Update the rows starting at the line that contains "Where can you see the red" and ending with the last row, changing "Drop a dot" to "Place a dot" and leaving everything else unchanged.
□ □ □ □ □
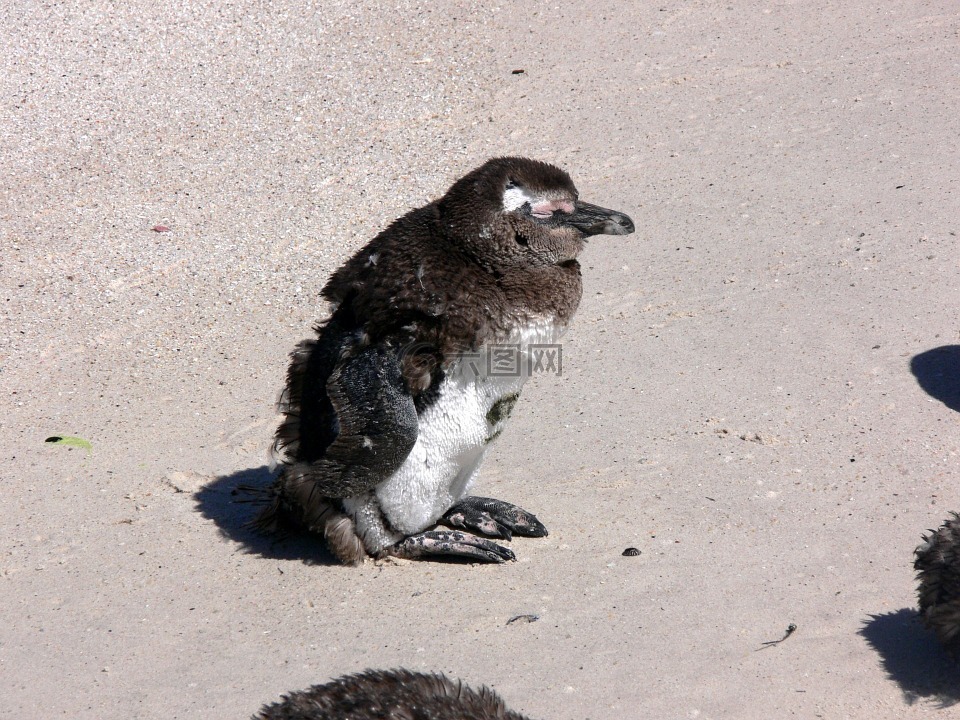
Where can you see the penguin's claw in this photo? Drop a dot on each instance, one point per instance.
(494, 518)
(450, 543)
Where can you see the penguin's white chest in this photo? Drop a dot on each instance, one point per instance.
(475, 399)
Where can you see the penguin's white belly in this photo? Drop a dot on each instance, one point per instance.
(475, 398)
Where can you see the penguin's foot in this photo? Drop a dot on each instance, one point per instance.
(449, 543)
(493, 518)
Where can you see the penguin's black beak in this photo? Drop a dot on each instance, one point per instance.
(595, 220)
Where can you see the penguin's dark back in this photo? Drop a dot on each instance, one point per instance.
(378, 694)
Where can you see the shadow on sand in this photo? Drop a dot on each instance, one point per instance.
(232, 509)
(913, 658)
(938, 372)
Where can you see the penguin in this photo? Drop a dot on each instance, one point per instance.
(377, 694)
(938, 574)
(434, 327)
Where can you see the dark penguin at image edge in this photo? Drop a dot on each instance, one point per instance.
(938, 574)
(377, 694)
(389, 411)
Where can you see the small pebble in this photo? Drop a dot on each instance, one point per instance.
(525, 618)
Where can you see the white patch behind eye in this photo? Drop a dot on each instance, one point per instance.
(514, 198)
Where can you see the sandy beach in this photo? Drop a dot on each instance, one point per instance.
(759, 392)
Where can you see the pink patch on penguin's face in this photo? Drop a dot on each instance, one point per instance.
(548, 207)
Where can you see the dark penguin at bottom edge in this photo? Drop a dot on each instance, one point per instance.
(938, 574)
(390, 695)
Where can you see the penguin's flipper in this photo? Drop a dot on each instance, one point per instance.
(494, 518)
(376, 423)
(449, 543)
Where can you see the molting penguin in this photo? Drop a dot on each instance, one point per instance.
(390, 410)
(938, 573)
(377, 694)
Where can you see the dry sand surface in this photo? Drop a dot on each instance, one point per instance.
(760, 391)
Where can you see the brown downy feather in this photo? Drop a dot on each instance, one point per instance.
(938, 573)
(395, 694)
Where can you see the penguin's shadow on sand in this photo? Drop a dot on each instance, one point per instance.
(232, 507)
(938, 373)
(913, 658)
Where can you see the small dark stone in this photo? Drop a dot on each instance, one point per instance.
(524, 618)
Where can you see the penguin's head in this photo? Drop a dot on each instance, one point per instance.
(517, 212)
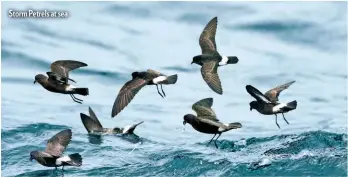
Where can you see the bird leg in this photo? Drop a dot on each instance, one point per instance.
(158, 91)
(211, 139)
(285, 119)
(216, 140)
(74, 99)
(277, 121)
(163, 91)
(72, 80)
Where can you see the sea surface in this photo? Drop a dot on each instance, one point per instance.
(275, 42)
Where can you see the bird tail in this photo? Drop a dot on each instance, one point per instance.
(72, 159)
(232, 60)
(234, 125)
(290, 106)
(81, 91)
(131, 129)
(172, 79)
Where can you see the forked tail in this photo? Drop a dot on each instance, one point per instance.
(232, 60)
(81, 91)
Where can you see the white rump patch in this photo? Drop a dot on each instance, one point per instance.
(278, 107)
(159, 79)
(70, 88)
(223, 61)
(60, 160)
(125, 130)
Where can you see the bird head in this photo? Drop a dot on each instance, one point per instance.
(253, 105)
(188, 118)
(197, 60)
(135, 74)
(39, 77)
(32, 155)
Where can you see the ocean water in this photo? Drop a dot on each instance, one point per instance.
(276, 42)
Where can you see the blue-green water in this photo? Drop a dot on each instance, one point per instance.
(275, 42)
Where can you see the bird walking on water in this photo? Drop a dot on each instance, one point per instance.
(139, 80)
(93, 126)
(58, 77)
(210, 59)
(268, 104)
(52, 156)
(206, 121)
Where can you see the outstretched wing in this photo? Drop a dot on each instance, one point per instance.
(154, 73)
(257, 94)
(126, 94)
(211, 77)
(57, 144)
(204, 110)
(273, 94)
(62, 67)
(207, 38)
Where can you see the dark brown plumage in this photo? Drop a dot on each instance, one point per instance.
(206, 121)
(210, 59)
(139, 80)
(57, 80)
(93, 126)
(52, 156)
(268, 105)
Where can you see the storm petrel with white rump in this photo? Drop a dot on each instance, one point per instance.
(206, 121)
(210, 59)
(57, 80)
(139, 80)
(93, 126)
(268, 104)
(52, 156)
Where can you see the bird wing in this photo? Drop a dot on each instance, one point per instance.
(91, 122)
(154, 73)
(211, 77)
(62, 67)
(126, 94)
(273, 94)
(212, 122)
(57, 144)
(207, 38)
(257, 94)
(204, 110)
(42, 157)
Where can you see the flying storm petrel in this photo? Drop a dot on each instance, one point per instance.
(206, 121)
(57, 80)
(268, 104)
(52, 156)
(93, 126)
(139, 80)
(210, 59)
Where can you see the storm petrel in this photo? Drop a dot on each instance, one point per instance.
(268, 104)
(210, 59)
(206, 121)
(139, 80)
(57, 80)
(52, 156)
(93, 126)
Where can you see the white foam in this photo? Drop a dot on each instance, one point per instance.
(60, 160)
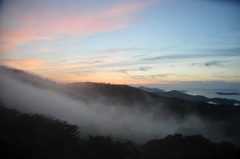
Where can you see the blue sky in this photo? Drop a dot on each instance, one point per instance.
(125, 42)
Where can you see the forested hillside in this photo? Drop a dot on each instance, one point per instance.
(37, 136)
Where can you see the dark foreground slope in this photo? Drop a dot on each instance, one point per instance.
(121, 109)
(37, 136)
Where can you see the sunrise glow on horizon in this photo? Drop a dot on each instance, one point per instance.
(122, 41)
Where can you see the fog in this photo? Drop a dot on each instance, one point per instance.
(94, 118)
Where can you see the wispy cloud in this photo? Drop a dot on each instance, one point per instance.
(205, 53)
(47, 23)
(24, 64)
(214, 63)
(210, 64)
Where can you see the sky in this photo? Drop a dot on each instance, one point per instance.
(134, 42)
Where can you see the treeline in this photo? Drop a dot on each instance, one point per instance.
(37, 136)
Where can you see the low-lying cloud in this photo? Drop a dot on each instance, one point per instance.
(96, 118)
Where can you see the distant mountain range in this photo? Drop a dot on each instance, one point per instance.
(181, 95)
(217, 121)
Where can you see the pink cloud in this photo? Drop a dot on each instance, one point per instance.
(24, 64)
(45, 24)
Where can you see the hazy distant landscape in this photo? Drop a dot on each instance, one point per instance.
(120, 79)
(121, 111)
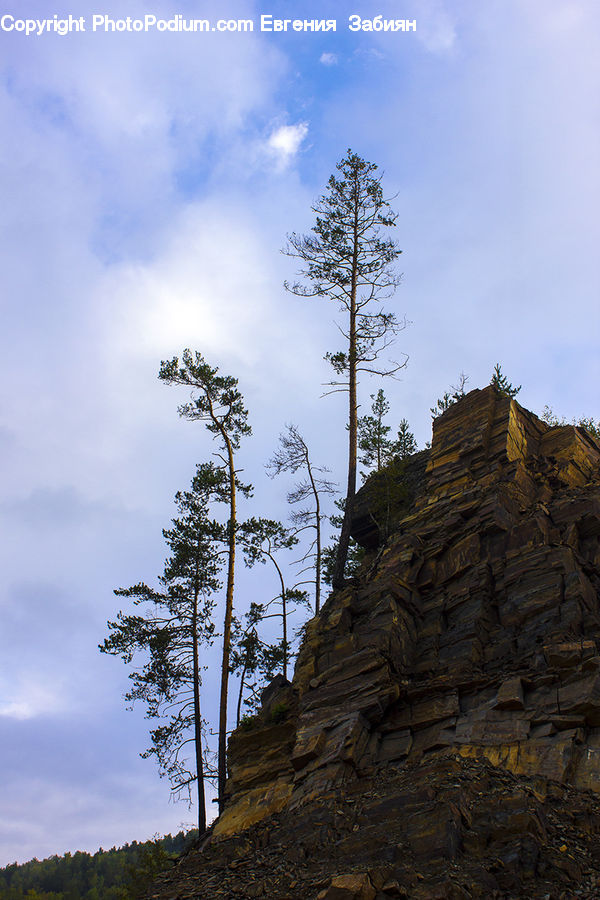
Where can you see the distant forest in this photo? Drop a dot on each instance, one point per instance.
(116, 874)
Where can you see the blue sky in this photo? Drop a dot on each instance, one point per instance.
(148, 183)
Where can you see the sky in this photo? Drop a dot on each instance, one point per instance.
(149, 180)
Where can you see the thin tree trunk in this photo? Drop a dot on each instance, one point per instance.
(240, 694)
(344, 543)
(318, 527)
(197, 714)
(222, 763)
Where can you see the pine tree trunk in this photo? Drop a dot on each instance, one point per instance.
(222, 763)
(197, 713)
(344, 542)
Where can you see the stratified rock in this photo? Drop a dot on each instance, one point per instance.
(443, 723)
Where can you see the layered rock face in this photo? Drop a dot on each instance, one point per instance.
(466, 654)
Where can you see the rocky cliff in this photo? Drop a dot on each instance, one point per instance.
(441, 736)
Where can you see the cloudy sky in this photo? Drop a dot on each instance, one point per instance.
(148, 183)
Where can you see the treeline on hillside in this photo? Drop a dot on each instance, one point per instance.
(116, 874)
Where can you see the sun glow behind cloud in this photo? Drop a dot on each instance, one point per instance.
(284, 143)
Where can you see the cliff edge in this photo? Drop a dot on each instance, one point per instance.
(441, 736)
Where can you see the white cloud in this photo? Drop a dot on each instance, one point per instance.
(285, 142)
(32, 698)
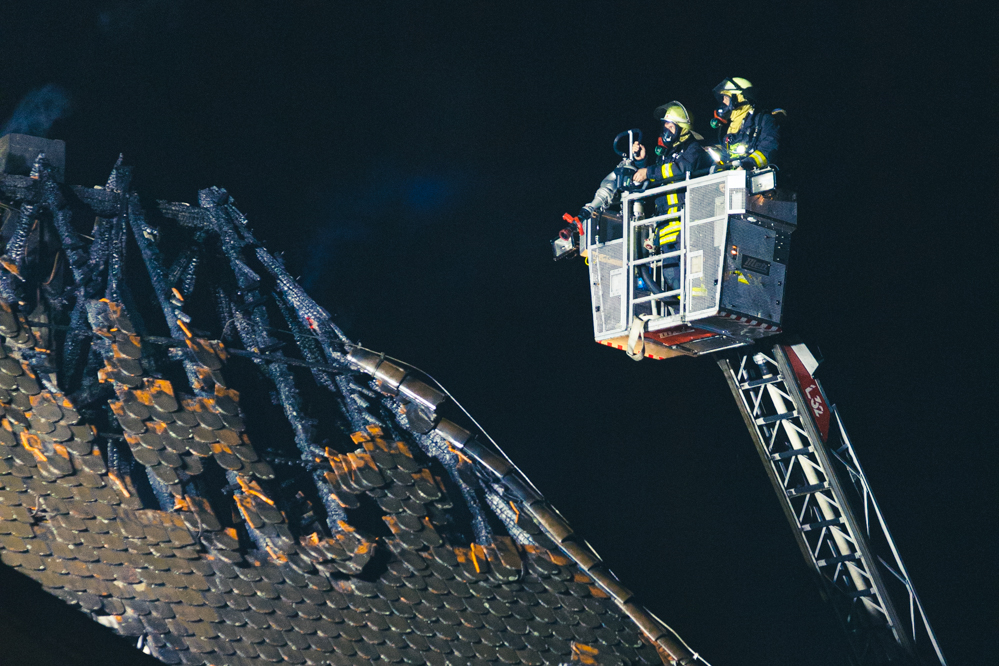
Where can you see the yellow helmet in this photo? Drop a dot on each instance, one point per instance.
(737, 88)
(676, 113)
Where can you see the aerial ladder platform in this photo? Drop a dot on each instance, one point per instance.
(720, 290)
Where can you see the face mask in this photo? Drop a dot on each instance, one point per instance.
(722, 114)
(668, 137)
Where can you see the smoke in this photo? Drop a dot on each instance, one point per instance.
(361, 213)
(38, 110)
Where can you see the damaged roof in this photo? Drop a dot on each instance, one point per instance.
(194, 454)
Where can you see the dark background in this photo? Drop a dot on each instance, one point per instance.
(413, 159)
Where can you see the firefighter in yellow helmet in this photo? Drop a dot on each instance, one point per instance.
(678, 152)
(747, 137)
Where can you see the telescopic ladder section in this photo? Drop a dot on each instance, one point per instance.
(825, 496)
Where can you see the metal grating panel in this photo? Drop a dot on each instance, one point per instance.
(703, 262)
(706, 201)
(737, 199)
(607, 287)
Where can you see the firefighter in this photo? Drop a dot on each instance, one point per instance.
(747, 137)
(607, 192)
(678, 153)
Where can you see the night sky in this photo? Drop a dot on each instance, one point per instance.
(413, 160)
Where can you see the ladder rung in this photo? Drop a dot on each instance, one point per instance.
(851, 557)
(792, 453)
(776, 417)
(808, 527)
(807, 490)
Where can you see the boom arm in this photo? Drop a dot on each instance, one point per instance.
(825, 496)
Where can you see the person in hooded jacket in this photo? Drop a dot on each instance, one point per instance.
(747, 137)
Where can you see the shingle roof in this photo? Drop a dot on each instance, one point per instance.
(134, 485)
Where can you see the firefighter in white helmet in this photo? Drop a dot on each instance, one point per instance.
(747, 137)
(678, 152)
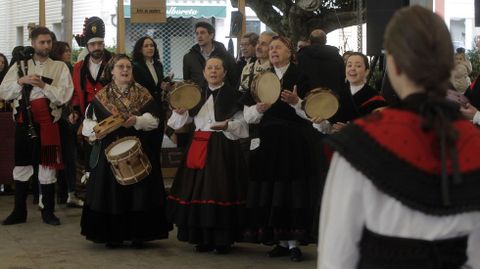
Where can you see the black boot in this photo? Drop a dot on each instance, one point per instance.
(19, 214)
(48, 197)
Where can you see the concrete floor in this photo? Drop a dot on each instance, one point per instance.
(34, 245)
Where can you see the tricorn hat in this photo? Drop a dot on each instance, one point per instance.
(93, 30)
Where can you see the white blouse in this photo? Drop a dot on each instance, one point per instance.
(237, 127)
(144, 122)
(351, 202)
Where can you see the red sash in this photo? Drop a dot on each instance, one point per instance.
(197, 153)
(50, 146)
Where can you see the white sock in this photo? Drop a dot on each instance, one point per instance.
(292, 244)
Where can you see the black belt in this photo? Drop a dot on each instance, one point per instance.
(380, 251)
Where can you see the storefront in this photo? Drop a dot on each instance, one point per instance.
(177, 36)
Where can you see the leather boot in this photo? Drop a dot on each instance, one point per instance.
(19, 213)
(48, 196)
□ □ □ □ □
## Worked answer:
Where can you see the red sash in this photo? Place a dot on each instance, one point per instance.
(197, 153)
(50, 146)
Where can you see the white sock in this photo? Place a dot on each instance, one point per instance.
(292, 244)
Where can you see the black belt in this photo? Place a dot on each instance, one point per instance.
(380, 251)
Where can you see the storefront in this photo? Place a dot on each instance, one point per instance.
(177, 36)
Where can you see the leather boot in this photo? Place a dot on each instance, one point per instance.
(19, 213)
(48, 196)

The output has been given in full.